Exercise requirements: Quote every item below verbatim, line for line.

Records to process:
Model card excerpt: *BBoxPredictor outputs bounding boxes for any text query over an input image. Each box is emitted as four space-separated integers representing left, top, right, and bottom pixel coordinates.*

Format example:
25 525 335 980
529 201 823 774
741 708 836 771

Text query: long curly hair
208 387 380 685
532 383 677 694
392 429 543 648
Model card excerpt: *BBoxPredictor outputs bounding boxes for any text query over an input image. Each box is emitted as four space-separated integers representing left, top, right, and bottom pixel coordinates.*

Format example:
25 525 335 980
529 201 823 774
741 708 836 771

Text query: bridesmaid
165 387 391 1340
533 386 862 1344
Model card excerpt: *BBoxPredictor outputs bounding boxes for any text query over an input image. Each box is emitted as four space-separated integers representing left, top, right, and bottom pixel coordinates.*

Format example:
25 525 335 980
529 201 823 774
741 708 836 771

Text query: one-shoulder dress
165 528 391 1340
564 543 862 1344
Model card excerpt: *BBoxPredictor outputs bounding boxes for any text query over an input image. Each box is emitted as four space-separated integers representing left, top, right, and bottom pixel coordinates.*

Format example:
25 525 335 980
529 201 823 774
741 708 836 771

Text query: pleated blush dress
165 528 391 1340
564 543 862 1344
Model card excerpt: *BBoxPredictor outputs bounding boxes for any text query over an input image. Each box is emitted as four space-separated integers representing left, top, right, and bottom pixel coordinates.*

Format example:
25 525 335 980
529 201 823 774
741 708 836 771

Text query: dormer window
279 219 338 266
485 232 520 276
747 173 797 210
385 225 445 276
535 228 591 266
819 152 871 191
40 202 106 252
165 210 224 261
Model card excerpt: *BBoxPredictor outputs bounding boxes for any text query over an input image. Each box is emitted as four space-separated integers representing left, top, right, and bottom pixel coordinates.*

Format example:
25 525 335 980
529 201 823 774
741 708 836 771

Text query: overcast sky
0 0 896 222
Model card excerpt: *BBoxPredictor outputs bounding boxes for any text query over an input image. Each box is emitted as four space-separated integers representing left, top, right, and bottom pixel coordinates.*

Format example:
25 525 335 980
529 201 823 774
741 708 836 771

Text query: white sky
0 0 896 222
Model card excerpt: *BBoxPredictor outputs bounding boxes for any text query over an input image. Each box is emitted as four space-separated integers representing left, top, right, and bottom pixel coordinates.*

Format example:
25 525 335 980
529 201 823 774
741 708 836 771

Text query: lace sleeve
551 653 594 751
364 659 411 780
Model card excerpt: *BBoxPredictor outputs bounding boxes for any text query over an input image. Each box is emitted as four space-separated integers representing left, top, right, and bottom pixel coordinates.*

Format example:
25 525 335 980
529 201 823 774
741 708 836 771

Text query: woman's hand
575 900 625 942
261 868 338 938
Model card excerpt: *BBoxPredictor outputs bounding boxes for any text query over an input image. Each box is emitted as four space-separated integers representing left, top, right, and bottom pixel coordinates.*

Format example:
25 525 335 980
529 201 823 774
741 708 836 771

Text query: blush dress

Task response:
Model card excerpt: *BBoxPredictor outputs bounding boxes for any text query over an input image. Each box is emitted as four space-separated integers representing left, top, right, and bottom pixel coordinates.*

Format example:
25 525 335 980
529 201 823 774
741 708 836 771

Text query: long curly hair
208 387 380 685
532 383 677 694
392 429 543 648
Model card excerpt: *BBoxPredictor outputs bounding boxes for any text query over an input image. Each box is emitted as four space-separated integers representing left, top, right, and bottom pixel coordinates.*

Format example:
25 525 335 980
529 201 823 774
741 708 836 771

Text query: bridesmaid
165 387 391 1340
533 386 862 1344
Model card excerpt: *BBoxPredictor outputs bounding boxes for any text query over an input image. Each box is emitted as four space-separated integers representing left, top, right, and bottom pixel coordinates.*

Format example:
25 525 335 980
529 201 823 774
741 708 836 771

Text query: one-shoulder dress
165 528 391 1340
564 543 862 1344
Model card excerpt: *BBoxPredictor outputs bounding boxes for any text query over an input image. Each box is emitted as four space-separated integers representing left, top, right, and bottom pixel coordinates.*

Format example:
25 525 335 980
529 201 823 774
741 708 836 771

Text query: pleated blush dress
165 528 391 1340
564 543 862 1344
Model card excerpt: *BBoxPredictor outputs bounding boxes for any text query over an input image. Each box is emitted as four space-separated integers representing left, top, right, and bottom pixel coordinates.*

Format example:
25 525 335 980
529 201 823 774
741 708 836 771

Text query: dormer window
279 219 338 266
485 232 520 276
747 173 797 210
385 225 445 276
535 228 591 266
819 152 871 191
40 202 106 252
165 210 224 261
Model card excerpt: *BBoxPredictor outputs bounding boxes for any text query over an input image. Each box is emitted as four space-separated integers representing left, top, right, and bottom pixel coordinates.*

Format example:
25 525 335 980
529 201 823 774
741 708 836 771

Text query: overcast sky
0 0 896 222
Model card excerpt: *BBoxPredictor outputs bounding boxes for any text query over an input image. Each box is emitted as four space-separated integers representing left, top, right, and bottom pixel coordinates.*

Format example:
25 525 335 980
529 201 823 774
741 708 836 771

Text query: white sky
0 0 896 222
Model card excerpt: *BBoxPredictor outputs bounding boxes for any text query over an input image. Each box is emitted as four space-separated integers representing left, top, right, and bottom pixel coordinates.*

Format example:
25 525 335 980
529 201 823 774
741 708 836 771

Text query: lace sleeve
551 653 594 751
364 659 411 780
Model card excerpt: *BBoxPredictor outputs bounding boxes for any text query over an input image. Each box is emitted as four space-separated integers representing left, top, right, and bottom pixel coordinates.*

Format example:
25 525 335 980
529 201 823 774
741 708 836 771

Text query: woman's hand
575 900 625 942
261 868 338 938
Model card excerpt: *BBoxPredictor outputs bounding boxes for any text query over an input image. Each box is emitted as four space-separated integers representing left, top, right, and bottom pixel coordinates.*

Format example:
25 525 335 980
529 201 823 774
741 708 836 771

Text query: blush dress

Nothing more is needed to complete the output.